* _Short exercise_
Copy the data below line for line, keeping every word, number, and punctuation mark unchanged.

* _Source data_

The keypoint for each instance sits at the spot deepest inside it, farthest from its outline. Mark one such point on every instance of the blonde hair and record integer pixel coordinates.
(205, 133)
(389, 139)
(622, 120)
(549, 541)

* _Reply to the task_
The keypoint for each instance sits at the spot deepest inside it, farthest from its outline. Mark one such point on every instance of the blonde hair and record integer pixel coordinates.
(205, 133)
(389, 139)
(622, 120)
(549, 541)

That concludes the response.